Kutipan Teks:
Diceritakan, di satu masa kemarau panjang menerjang sebagian besar wilayah Tomohon. Kondisi itu menyebabkan masyarakat kesulitan mendapatkan air untuk kebutuhan sehari-hari.
Kegelisahan yang dialami masyarakat, membuat seorang walian bernama Mu’ung tergerak. Ia pun mengadakan foso (ritus) untuk bermohon kepada Sang Khalik, agar memberikan air yang dapat memenuhi kebutuhan hidup masyarakat.
“Walian, pemimpin spiritual itu bernama Mu’ung,” tutur Karundeng.
Peneliti Pusat Kajian Kebudayaan Indonesia Timur (Pukkat) ini menjelaskan, ritual yang dilakukan adalah foso mahelur. Mahelur sendiri diartikan ‘membujuk’.
Dengan hati yang bersih, doa pun dipanjatkan walian Mu’ung kepada Kasuruan Wangko, yang dalam kepercayaan tou Minahasa adalah sumber segala kehidupan.
“Walian Mu’ung ‘membujuk’ Sang Khalik. Dengan hati yang tulus dia memohon memohon kemurahan Empung Wailan Wangko, karena masyarakat sudah sangat membutuhkan air,” tutur Karundeng.
Dengan keyakinan serta iman yang kuat, seketika doa si walian dijawab oleh Sang Khalik. Air melimpah kemudian keluar dari dalam tanah.
“Saat dia meminta dengan tulus, di situlah peristiwa itu terjadi. Mata air itu kaluar melimpah ruah. Itu bagian dari janji Empung Wailan Wangko bagi orang yang mendiami tempat ini. Bahwa ketika mereka meminta dengan tulus, maka pasti akan diberikan,” tegas Karundeng.
H.B. Palar dalam bukunya Wajah Lama Minahasa yang terbit tahun 2009, menuliskan kisah serupa. Menurutnya, Tomohon berasal dari kata mu’ung. Sebuah nama kolam mata air di Kelurahan Matani Dua, Kecamatan Tomohon Tengah.
Menurut cerita yang dia dapat, mu’ung sendiri berasal dari kisah seorang walian tua. Ketika itu musim kemarau panjang, kekeringan melanda seluruh negeri. Berkat doanya yang tawakal, akhirnya hujan lebat turun dan terjadilah kolam sepanjang 50 kaki dan lebarnya 20 kaki.
Di situ juga sebuah mata air besar muncul dan tetap mengalir sampai kini. Orang kemudian menamai kolam dan mata air itu, ‘mu’ung’. Seperti nama walian yang berdoa di tempat itu. Sementara, penghuni di sekitarnya disebut ‘Touw Mu’ung’. Nama yang kemudian hari dalam penulisan dan pelafalannya menjadi Tomohon.

Data yang Ditampilkan:
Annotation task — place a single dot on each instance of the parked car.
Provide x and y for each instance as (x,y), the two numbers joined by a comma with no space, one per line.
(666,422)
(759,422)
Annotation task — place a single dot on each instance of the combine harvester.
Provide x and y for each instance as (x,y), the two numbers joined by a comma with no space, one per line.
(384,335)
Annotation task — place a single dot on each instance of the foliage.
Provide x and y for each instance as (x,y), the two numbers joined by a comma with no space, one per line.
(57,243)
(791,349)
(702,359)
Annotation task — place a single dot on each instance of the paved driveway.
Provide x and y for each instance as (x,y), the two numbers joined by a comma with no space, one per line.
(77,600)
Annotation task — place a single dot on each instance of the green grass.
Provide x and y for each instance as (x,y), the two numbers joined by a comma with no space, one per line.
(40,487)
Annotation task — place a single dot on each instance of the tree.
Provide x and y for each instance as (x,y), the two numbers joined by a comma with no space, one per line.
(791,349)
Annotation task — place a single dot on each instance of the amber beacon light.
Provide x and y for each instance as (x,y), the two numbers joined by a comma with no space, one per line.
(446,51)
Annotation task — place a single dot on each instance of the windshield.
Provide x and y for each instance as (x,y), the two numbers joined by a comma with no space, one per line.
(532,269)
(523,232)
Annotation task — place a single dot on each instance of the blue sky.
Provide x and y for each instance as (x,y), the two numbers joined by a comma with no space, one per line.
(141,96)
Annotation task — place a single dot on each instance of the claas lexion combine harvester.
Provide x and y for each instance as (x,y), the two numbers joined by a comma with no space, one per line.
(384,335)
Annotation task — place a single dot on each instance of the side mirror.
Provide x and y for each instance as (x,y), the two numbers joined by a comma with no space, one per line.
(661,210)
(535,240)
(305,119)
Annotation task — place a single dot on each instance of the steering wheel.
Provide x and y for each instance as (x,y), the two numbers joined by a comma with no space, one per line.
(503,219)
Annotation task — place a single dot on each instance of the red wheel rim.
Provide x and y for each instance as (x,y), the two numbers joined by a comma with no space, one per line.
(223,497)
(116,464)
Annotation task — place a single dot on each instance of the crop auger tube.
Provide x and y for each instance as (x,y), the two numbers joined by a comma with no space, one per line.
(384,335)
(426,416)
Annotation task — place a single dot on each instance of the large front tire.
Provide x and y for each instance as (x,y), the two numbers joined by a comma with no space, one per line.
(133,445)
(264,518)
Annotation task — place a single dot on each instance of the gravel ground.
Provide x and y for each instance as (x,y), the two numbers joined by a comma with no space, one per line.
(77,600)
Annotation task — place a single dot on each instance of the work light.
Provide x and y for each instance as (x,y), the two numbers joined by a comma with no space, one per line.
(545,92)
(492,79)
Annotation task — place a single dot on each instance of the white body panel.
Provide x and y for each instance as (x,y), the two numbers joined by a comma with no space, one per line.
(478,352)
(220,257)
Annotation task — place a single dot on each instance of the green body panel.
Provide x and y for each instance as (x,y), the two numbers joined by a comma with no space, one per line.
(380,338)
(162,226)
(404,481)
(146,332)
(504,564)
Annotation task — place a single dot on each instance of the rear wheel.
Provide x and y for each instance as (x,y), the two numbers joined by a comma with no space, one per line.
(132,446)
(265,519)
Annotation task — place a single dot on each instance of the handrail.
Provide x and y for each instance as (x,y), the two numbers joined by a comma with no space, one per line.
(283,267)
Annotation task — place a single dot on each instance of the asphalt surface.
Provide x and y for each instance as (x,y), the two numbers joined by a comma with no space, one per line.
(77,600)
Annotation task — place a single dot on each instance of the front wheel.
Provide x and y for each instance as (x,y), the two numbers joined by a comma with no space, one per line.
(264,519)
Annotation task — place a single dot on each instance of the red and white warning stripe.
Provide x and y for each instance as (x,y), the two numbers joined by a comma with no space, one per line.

Tugas yang Dikerjakan:
1. Tuliskan kembali bagian kisah asal-usul nama Tomohon di atas, mulai dari "Peneliti Pusat Kajian" sampai dengan "sendiri diartikan ‘membujuk’.".
2. Tolong lanjutkan kisah asal-usul nama Tomohon di atas, dimulai setelah kalimat terakhirnya.

Kumpulan Jawaban:
1.
Peneliti Pusat Kajian Kebudayaan Indonesia Timur (Pukkat) ini menjelaskan, ritual yang dilakukan adalah foso mahelur. Mahelur sendiri diartikan ‘membujuk’.

2.
Tempat Menemukan Solidaritas
Bagi tou Minahasa, ingatan-ingatan tentang Tomohon menyimpan makna yang sangat dalam. Karena itulah peristiwa-peristiwa yang terjadi pada masa lampau sangat penting untuk diceritakan serta dimaknai hari ini.
Kisah lain tentang mu’ung, dipercaya berasal dari kata pahumungen atau tempat berkumpul. Karena di tempat itu, sejak mata air itu muncul, masyarakat menjadikannya sebagai wadah berkumpul.
“Orang Tombulu memaknai pahumungan, berkumpul. Di mata air Mu’ung, setiap hari jadi tempat pertemuan. Bukan hanya di zaman dulu, tetapi sampai hari ini. Mu’ung itu menyatukan masyarakat yang tinggal di seputaran mata air,” tutur Rikson Karundeng, menceritakan ingatannya tentang Mu’ung.
Director Komunitas Penulis Mapatik ini menjelaskan, sejumlah data historis mengisahkan jika sejak zaman lampau, mata air Mu’ung sudah menjadi tempat penting di mana masyarakat menggantungkan kehidupannya sehari-hari.
“Mata air Mu’ung tempat bersua setiap hari. Tempat masyarakat mengambil air minum, mandi dan mencuci pakaian. Terutama, Mu’ung jadi tempat berkumpul dan berbagai kisah, ruang kebersamaan di mana mereka menemukan rasa solidaritas dan persaudaraan,” kata Karundeng.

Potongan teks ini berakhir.